──────── SOURCE DATA

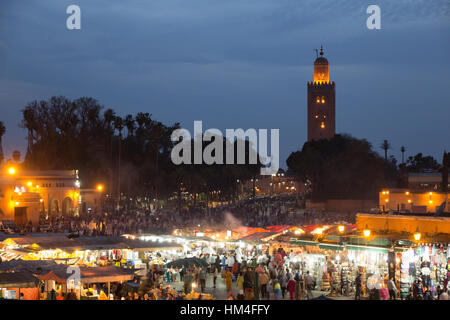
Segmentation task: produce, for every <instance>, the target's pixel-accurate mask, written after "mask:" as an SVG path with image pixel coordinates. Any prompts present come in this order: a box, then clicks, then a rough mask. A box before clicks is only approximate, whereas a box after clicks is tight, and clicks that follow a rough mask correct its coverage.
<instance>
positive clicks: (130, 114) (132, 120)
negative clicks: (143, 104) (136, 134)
mask: <svg viewBox="0 0 450 320" xmlns="http://www.w3.org/2000/svg"><path fill="white" fill-rule="evenodd" d="M125 126H126V127H127V135H128V136H129V137H130V136H132V135H133V134H134V129H136V122H135V121H134V119H133V115H131V114H128V115H127V116H126V117H125Z"/></svg>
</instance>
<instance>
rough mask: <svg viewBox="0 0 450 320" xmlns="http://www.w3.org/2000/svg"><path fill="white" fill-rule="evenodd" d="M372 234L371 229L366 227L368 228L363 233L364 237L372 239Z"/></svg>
mask: <svg viewBox="0 0 450 320" xmlns="http://www.w3.org/2000/svg"><path fill="white" fill-rule="evenodd" d="M370 233H371V232H370V230H369V228H368V227H367V225H366V228H365V229H364V231H363V234H364V237H366V238H368V237H370Z"/></svg>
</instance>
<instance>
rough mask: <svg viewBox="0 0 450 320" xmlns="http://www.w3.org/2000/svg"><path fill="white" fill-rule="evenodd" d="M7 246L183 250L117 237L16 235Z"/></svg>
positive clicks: (91, 249) (153, 242)
mask: <svg viewBox="0 0 450 320" xmlns="http://www.w3.org/2000/svg"><path fill="white" fill-rule="evenodd" d="M3 244H5V245H7V246H13V247H14V246H19V247H22V249H23V248H26V251H35V252H36V251H40V250H55V249H60V250H63V251H66V252H73V251H76V250H79V251H81V250H113V249H133V250H163V249H182V246H181V245H179V244H176V243H160V242H156V241H143V240H138V239H135V240H134V239H126V238H124V237H116V236H106V237H105V236H97V237H75V238H68V237H67V235H65V234H53V235H48V234H31V235H26V236H19V235H15V236H13V237H9V238H7V239H5V240H3Z"/></svg>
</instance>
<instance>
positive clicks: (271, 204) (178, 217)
mask: <svg viewBox="0 0 450 320" xmlns="http://www.w3.org/2000/svg"><path fill="white" fill-rule="evenodd" d="M295 203H296V202H295V198H292V197H290V198H289V197H288V198H285V197H278V198H275V197H274V198H271V197H265V198H257V199H247V200H241V201H237V202H235V203H231V204H224V205H217V206H215V207H213V208H208V210H205V209H199V208H196V207H192V208H189V209H184V210H182V211H178V210H176V209H173V208H158V209H156V210H153V211H151V210H144V209H140V208H137V207H129V208H127V209H125V208H124V209H122V210H120V213H117V212H115V213H114V212H113V213H109V212H102V213H96V214H95V215H94V214H85V215H73V216H62V215H59V216H58V215H50V216H49V215H47V214H44V213H43V214H42V215H41V218H40V223H39V225H38V226H36V225H35V226H33V225H32V224H31V222H30V223H29V224H28V225H26V226H25V227H22V228H19V227H17V226H15V225H14V224H11V225H10V226H1V225H0V231H4V232H6V233H13V232H17V233H19V232H20V233H31V232H51V233H57V232H64V233H77V234H79V235H80V236H102V235H108V236H120V235H122V234H139V233H171V232H172V231H173V230H174V229H183V228H189V227H195V226H198V225H201V226H202V227H210V226H217V225H222V226H224V227H231V228H233V227H236V226H237V225H239V226H241V225H246V226H252V227H264V226H269V225H286V224H290V225H307V224H319V223H320V224H327V223H333V222H342V221H346V222H348V223H353V222H354V220H355V217H354V215H352V214H336V213H329V212H315V211H304V210H298V209H297V208H296V204H295Z"/></svg>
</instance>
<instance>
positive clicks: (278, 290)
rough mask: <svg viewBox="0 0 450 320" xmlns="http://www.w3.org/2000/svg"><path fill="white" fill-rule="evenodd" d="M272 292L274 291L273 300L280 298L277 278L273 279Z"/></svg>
mask: <svg viewBox="0 0 450 320" xmlns="http://www.w3.org/2000/svg"><path fill="white" fill-rule="evenodd" d="M273 281H274V285H273V292H274V293H275V300H281V286H280V283H279V282H278V279H274V280H273Z"/></svg>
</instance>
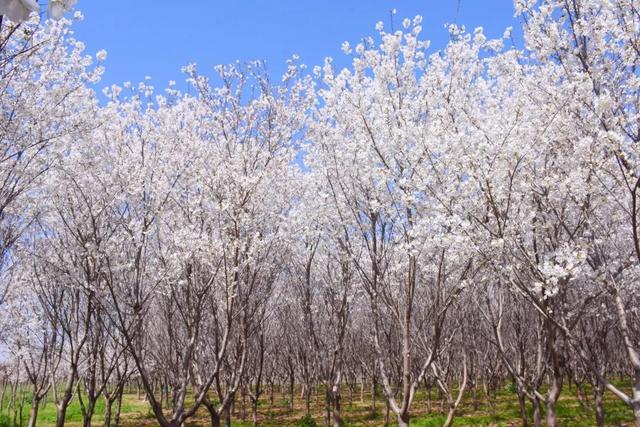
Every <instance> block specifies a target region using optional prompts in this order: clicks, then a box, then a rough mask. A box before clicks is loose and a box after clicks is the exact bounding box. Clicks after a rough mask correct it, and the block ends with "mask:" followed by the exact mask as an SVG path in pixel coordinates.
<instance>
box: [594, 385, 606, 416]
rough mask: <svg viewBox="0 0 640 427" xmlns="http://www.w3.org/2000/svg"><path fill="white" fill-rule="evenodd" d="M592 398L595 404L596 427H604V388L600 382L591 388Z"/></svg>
mask: <svg viewBox="0 0 640 427" xmlns="http://www.w3.org/2000/svg"><path fill="white" fill-rule="evenodd" d="M593 397H594V400H595V403H596V426H597V427H604V399H603V397H604V386H602V384H601V383H600V382H598V383H597V384H596V385H595V386H594V387H593Z"/></svg>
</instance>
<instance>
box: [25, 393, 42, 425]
mask: <svg viewBox="0 0 640 427" xmlns="http://www.w3.org/2000/svg"><path fill="white" fill-rule="evenodd" d="M39 406H40V401H39V400H37V399H33V401H32V402H31V412H30V413H29V424H27V425H28V426H29V427H36V421H37V419H38V407H39Z"/></svg>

────────────────

WHAT THE TASK ASKS - Your answer must be an exact copy of the entries above, with no pictures in it.

RESPONSE AREA -
Segmentation task: produce, for every <instance>, the target's pixel-accurate mask, written after "mask:" as an SVG path with image pixel coordinates. Any prompts present come in this order: a box, then clicks, then a rough mask. A box before clicks is only approximate, whereas a box after clicks is tight, and clicks that follow a rough mask correct its coverage.
<instance>
positive clicks: (130, 114) (132, 120)
negative clicks: (143, 104) (136, 134)
mask: <svg viewBox="0 0 450 320" xmlns="http://www.w3.org/2000/svg"><path fill="white" fill-rule="evenodd" d="M125 126H126V127H127V135H128V136H129V137H130V136H132V135H133V134H134V129H136V122H135V121H134V119H133V115H131V114H128V115H127V116H126V117H125Z"/></svg>
</instance>
<instance>
rough mask: <svg viewBox="0 0 450 320" xmlns="http://www.w3.org/2000/svg"><path fill="white" fill-rule="evenodd" d="M372 234L371 229L366 227L368 228L363 233L364 237L372 239Z"/></svg>
mask: <svg viewBox="0 0 450 320" xmlns="http://www.w3.org/2000/svg"><path fill="white" fill-rule="evenodd" d="M370 233H371V232H370V230H369V228H368V227H367V225H366V228H365V229H364V231H363V234H364V237H366V238H368V237H370Z"/></svg>
</instance>
<instance>
rough mask: <svg viewBox="0 0 450 320" xmlns="http://www.w3.org/2000/svg"><path fill="white" fill-rule="evenodd" d="M7 246L183 250L117 237L16 235Z"/></svg>
positive clicks: (91, 249) (153, 242)
mask: <svg viewBox="0 0 450 320" xmlns="http://www.w3.org/2000/svg"><path fill="white" fill-rule="evenodd" d="M3 244H5V245H7V246H13V247H14V246H19V247H22V249H23V248H26V251H35V252H36V251H40V250H55V249H60V250H63V251H66V252H73V251H76V250H79V251H81V250H113V249H133V250H163V249H182V246H181V245H179V244H176V243H160V242H156V241H143V240H138V239H135V240H134V239H126V238H124V237H116V236H106V237H105V236H97V237H75V238H68V237H67V235H65V234H53V235H48V234H31V235H26V236H19V235H15V236H13V237H9V238H7V239H5V240H3Z"/></svg>
</instance>
<instance>
positive clicks: (271, 204) (178, 217)
mask: <svg viewBox="0 0 450 320" xmlns="http://www.w3.org/2000/svg"><path fill="white" fill-rule="evenodd" d="M295 203H296V202H295V198H292V197H290V198H289V197H288V198H285V197H278V198H275V197H274V198H271V197H265V198H257V199H247V200H241V201H237V202H235V203H231V204H224V205H217V206H215V207H213V208H208V210H205V209H199V208H196V207H192V208H189V209H184V210H182V211H178V210H176V209H173V208H158V209H156V210H153V211H151V210H144V209H140V208H137V207H129V208H127V209H125V208H124V209H122V210H120V213H117V212H115V213H114V212H113V213H109V212H102V213H96V214H95V215H94V214H85V215H73V216H62V215H59V216H58V215H50V216H49V215H47V214H44V213H43V214H42V215H41V218H40V223H39V225H38V226H36V225H35V226H33V225H32V224H31V222H30V223H29V224H28V225H26V226H25V227H22V228H19V227H17V226H15V225H14V224H11V225H10V226H1V225H0V231H4V232H6V233H13V232H17V233H19V232H20V233H31V232H51V233H57V232H64V233H77V234H79V235H80V236H102V235H108V236H120V235H122V234H139V233H171V232H172V231H173V230H174V229H183V228H189V227H195V226H198V225H201V226H202V227H210V226H217V225H222V226H224V227H231V228H233V227H236V226H237V225H239V226H241V225H246V226H252V227H264V226H269V225H286V224H290V225H307V224H319V223H320V224H327V223H333V222H342V221H346V222H348V223H353V222H354V220H355V217H354V215H352V214H336V213H329V212H315V211H304V210H298V209H297V208H296V204H295Z"/></svg>
</instance>
<instance>
positive clicks: (278, 290)
rough mask: <svg viewBox="0 0 450 320" xmlns="http://www.w3.org/2000/svg"><path fill="white" fill-rule="evenodd" d="M272 292L274 291L273 300L280 298L277 278L273 279Z"/></svg>
mask: <svg viewBox="0 0 450 320" xmlns="http://www.w3.org/2000/svg"><path fill="white" fill-rule="evenodd" d="M273 281H274V285H273V292H274V293H275V300H281V286H280V283H279V282H278V279H274V280H273Z"/></svg>
</instance>
Every <instance> block specifies a target region using optional prompts in this order: clicks, then a box, then a rough mask. A box before clicks is loose and a box after clicks is the exact bounding box. Clicks after a rough mask correct it, and the block ends with "mask:" followed by the exact mask as an SVG path in pixel coordinates.
<instance>
box: [594, 385, 606, 416]
rough mask: <svg viewBox="0 0 640 427" xmlns="http://www.w3.org/2000/svg"><path fill="white" fill-rule="evenodd" d="M592 398L595 404L596 427H604V388L600 382L591 388Z"/></svg>
mask: <svg viewBox="0 0 640 427" xmlns="http://www.w3.org/2000/svg"><path fill="white" fill-rule="evenodd" d="M593 397H594V400H595V403H596V426H597V427H604V399H603V397H604V386H602V384H601V383H600V382H598V383H597V384H596V385H595V386H594V387H593Z"/></svg>
</instance>
<instance>
box: [25, 393, 42, 425]
mask: <svg viewBox="0 0 640 427" xmlns="http://www.w3.org/2000/svg"><path fill="white" fill-rule="evenodd" d="M39 406H40V401H39V400H37V399H33V401H32V402H31V412H30V413H29V424H27V425H28V426H29V427H36V421H37V419H38V407H39Z"/></svg>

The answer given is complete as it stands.